# Available data
====================

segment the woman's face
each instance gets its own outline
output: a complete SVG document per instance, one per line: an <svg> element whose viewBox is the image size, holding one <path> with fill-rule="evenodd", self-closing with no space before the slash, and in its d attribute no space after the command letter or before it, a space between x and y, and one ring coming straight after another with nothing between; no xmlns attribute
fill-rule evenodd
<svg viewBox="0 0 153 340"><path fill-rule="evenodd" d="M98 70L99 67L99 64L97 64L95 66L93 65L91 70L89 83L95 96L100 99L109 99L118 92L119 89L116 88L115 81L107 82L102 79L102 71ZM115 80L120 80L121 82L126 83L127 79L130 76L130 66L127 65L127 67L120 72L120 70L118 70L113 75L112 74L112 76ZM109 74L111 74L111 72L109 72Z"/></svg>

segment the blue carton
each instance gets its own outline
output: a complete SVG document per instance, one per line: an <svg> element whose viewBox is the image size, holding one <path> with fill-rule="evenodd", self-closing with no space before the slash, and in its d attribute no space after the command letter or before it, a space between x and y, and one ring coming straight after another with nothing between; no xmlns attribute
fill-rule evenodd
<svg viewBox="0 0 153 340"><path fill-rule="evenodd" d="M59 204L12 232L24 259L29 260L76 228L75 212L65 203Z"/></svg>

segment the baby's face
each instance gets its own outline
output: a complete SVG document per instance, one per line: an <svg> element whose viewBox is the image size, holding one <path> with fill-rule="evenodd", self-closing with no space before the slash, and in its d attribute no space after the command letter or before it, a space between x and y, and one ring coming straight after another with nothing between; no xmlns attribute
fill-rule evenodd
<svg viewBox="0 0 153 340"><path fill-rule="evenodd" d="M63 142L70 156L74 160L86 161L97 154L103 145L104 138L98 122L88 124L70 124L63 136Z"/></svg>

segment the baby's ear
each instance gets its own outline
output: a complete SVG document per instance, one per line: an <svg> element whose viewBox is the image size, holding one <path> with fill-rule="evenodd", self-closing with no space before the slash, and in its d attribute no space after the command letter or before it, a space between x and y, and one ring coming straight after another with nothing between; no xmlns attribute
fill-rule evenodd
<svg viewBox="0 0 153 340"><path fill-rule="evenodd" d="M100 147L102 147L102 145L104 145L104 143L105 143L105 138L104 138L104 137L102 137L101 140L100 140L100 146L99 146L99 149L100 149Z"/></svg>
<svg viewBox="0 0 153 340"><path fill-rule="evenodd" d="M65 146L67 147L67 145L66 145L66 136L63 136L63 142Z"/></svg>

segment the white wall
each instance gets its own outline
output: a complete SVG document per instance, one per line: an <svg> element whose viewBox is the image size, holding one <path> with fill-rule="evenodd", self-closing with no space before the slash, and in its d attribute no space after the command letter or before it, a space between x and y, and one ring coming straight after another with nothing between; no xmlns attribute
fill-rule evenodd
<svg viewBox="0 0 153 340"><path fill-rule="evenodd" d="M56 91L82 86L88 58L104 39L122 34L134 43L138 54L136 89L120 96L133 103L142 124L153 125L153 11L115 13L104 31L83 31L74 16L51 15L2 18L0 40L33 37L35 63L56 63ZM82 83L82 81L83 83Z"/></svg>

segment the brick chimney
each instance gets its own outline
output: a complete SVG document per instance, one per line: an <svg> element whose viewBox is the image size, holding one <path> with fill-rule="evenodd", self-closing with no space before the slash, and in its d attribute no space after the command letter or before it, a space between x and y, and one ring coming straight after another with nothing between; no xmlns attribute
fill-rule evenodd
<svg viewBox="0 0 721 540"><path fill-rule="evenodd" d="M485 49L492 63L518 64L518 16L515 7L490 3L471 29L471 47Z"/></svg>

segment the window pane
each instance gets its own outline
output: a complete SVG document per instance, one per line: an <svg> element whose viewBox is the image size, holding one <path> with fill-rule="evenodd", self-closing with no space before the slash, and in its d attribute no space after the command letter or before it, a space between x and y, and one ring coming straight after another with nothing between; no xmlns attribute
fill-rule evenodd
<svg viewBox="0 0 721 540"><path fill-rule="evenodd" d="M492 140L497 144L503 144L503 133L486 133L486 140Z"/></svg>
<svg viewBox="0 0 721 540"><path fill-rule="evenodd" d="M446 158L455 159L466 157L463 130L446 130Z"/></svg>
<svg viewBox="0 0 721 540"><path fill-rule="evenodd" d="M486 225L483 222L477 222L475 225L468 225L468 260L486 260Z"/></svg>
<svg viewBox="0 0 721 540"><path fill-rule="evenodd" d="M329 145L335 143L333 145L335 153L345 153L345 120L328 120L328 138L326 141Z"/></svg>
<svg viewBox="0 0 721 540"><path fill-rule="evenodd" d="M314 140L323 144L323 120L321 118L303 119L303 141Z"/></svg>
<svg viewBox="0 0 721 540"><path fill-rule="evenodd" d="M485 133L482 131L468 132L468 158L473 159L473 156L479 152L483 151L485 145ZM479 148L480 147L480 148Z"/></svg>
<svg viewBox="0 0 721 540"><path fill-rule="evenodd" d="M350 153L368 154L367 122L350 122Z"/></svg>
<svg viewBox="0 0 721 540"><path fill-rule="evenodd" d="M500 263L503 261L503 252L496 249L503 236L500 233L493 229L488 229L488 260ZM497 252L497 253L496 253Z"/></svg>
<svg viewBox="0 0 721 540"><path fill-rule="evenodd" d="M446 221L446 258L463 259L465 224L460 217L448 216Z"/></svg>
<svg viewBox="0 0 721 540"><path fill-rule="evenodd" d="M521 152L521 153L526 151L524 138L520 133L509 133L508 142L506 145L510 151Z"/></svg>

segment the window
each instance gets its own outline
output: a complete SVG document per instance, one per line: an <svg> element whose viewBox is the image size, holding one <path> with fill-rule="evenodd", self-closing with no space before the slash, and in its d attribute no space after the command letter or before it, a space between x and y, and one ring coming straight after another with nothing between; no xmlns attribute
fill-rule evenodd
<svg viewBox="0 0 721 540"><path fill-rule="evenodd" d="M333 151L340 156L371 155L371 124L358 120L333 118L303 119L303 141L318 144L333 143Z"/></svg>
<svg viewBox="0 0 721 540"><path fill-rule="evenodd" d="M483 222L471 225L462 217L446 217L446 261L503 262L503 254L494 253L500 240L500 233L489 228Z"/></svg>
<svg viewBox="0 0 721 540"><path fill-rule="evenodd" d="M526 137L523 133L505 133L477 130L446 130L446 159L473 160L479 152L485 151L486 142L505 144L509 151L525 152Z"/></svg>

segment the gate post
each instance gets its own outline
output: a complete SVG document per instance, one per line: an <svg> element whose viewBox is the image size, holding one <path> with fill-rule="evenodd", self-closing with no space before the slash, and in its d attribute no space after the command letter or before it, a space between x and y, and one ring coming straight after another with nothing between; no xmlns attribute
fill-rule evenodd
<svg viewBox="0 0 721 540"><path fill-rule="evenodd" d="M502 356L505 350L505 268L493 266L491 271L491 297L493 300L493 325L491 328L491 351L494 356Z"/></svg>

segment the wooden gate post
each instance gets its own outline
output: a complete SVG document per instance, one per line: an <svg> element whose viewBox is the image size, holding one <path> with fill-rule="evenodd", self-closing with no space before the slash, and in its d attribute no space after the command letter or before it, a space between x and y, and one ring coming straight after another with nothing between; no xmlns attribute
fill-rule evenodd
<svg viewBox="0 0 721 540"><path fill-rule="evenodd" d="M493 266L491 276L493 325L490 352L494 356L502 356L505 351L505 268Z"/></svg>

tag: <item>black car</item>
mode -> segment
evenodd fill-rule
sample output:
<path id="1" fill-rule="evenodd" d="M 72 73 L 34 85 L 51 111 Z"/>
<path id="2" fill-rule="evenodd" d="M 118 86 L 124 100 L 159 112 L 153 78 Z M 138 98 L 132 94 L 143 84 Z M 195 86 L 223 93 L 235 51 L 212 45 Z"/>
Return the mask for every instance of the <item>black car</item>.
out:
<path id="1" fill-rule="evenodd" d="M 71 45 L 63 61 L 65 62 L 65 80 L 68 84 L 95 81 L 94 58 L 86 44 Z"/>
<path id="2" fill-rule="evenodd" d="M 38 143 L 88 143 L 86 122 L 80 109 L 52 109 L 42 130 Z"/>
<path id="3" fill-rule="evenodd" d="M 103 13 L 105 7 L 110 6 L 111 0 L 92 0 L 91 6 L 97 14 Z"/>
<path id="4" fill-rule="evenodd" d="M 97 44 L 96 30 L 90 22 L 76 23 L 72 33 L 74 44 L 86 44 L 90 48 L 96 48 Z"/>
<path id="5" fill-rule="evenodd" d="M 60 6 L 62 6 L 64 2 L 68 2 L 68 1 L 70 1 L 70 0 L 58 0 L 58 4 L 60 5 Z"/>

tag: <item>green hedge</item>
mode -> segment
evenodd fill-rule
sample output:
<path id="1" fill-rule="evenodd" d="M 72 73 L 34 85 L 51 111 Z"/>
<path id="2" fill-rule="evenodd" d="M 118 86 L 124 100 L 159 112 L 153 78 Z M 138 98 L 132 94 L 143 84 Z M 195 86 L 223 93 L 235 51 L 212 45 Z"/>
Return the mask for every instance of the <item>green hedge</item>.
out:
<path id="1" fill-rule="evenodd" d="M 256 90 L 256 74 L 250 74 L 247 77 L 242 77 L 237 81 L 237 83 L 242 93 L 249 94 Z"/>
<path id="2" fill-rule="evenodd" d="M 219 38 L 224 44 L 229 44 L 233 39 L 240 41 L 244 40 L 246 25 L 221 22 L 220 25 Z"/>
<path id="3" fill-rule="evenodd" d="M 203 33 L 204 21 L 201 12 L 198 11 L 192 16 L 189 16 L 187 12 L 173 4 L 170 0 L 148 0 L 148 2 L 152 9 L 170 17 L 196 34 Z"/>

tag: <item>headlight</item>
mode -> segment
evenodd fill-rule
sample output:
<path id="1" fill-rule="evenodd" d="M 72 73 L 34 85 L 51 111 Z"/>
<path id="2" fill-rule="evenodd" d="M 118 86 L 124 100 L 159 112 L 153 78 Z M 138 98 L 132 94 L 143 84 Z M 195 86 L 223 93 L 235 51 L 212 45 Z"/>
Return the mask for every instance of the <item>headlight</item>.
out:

====================

Copy the records again from the start through the line that contains "204L12 232L24 259L29", swapping "carton" for "box" and leaving everything else the same.

segment the woman's face
each instance gets its own outline
output: a complete SVG document per instance, one per line: an <svg> element whose viewBox is the image size, holding one <path> with fill-rule="evenodd", self-closing with no space before the slash, and in its d attribute no space after the command letter or before it, a space between x and y, and one ring coming straight after another with nothing between; no xmlns attribute
fill-rule evenodd
<svg viewBox="0 0 153 340"><path fill-rule="evenodd" d="M98 70L99 67L99 64L97 64L95 66L93 65L91 70L89 83L95 96L100 99L109 99L118 92L119 89L116 88L115 81L107 82L102 79L102 71ZM115 80L120 80L121 82L126 83L127 79L130 76L130 66L127 65L127 67L120 72L120 70L118 70L113 75L112 74L112 76ZM109 74L111 74L111 72L109 72Z"/></svg>

segment the blue box
each instance gets its own outline
output: a complete SVG document per instance, one per line: an <svg> element whose viewBox is the image size, holding one <path> with fill-rule="evenodd", self-closing with no space before the slash, and in its d attribute no space after the command letter or before it, a space between x and y, and one ring coming straight after another with nothing between; no xmlns attribute
fill-rule evenodd
<svg viewBox="0 0 153 340"><path fill-rule="evenodd" d="M59 204L12 232L24 259L29 260L76 228L75 212L65 203Z"/></svg>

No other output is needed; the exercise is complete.